◆ **EXERCISES TO COMPLETE**:
**A)** Render this sentence from the text on adaptive camouflage in Spanish: "In the light of work currently being done at the Sandia National Laboratories, Albuquerque, New Mexico, the long-held dream of adaptive camouflage - that elusive ability to adapt to a changing environment like a chameleon - may shortly become a reality."
**B)** Resume the text on adaptive camouflage research after its last sentence and carry it forward.

◆ **TEXT SECTION**:
In the light of work currently being done at the Sandia National Laboratories, Albuquerque, New Mexico, the long-held dream of adaptive camouflage - that elusive ability to adapt to a changing environment like a chameleon - may shortly become a reality.
It has been inspired by the way certain species of fish seemingly effortlessly change colour and pattern to blend in with their surroundings - a trick they achieve using tiny motor proteins in their cells which rearrange the crystals of pigment within their skins. Scientists at Sandia have taken this same approach and started to adapt it to create a synthetic, biomimetic material that will share the animals' ability to colour-shift.
"Military camouflage outfits that blend with a variety of environments without needing of an outside power source - blue, say, when at sea, and then brown in a desert environment - is where this work could eventually lead," says team leader George Bachand.

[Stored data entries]
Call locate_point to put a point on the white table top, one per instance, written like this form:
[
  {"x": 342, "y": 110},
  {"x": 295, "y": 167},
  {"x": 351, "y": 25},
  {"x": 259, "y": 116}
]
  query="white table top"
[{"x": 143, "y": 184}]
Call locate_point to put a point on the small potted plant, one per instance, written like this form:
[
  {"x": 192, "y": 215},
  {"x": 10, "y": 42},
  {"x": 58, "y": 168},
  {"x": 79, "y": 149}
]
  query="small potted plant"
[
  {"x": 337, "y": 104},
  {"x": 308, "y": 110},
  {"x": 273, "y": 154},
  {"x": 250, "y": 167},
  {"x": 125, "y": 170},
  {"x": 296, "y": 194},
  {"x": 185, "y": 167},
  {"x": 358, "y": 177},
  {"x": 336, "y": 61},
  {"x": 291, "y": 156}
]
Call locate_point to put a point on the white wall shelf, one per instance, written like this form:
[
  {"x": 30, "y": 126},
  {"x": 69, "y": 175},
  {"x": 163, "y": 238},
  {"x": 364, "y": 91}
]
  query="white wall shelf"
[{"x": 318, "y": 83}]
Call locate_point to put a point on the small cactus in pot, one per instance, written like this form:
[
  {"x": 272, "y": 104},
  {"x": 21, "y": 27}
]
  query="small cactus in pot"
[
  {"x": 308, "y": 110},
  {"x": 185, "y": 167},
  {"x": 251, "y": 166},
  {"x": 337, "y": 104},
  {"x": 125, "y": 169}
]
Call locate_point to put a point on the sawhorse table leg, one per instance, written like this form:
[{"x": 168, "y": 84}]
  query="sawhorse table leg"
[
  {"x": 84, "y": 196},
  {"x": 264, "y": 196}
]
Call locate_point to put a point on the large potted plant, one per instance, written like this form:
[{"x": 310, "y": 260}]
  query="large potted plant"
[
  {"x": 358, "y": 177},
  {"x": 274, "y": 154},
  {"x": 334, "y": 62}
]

---

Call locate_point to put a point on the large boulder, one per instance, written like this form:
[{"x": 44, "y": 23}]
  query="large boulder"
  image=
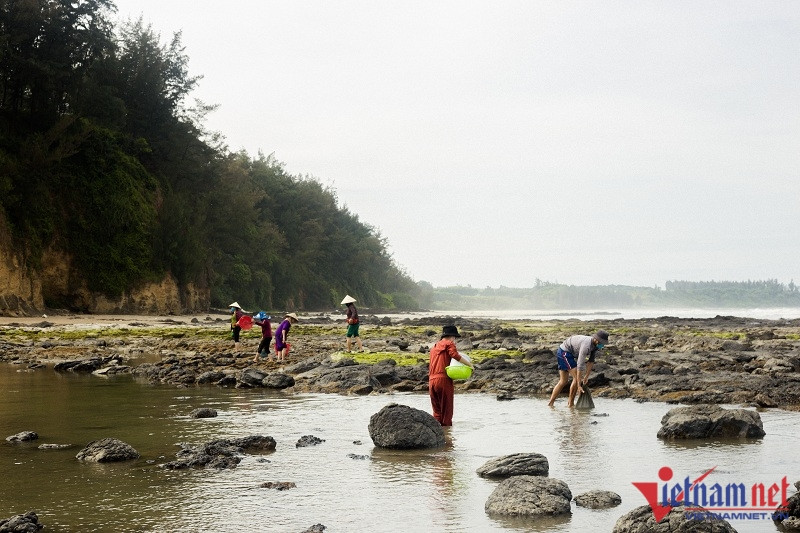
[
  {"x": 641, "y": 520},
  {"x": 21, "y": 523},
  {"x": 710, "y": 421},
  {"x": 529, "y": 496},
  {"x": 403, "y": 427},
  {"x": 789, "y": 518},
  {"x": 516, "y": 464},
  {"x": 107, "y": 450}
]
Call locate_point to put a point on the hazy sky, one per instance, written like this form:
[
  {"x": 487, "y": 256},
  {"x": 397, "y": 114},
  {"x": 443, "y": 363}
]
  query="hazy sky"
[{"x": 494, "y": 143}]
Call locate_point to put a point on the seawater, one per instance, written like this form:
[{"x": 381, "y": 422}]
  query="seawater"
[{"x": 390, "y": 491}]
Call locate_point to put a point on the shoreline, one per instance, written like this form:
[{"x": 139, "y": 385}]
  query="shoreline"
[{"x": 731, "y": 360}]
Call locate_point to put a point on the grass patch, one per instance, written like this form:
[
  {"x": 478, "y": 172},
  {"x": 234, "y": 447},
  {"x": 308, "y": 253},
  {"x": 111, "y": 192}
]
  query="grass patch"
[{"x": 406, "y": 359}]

◆ **ANSWERS TO THE EXERCISES**:
**A)** A la luz del trabajo que se está realizando actualmente en los Laboratorios Nacionales Sandia, en Albuquerque, Nuevo México, el antiguo sueño del camuflaje adaptativo —esa esquiva capacidad de adaptarse a un entorno cambiante como un camaleón— podría hacerse realidad en breve.

**B)**
The idea has been tried before, but this time the team has overcome two major obstacles, successfully simplifying the energy supply necessary to make the protein "motors" run, and providing the process with an effective "off-switch", which adds control. Its laboratory version uses the same fuel as the biological original - ATP - while the switch mechanism has improved on nature, genetically inserting a new artificial docking port into the motor protein macro-molecules. As Bachand explains, "we essentially re-engineered the protein structure to introduce an on/off switch into the motor. So we can now turn our nanofluidic devices on and off."
The science behind this innovation - biomimetics, nanotechnology and genetic modification - is impressive, but despite the futuristic, sci-fi feel of the project it is not expected to be long before warfighters will see the benefit. Bachand predicts that this kind of clothing will be ready for duty in as little as five to ten years.
Thermal camouflage
Sandia researcher George Bachand examines an enlargement of actual images of light-emitting quantum dots. He believes that chameleon-like adaptive fabrics will be ready for duty within ten years.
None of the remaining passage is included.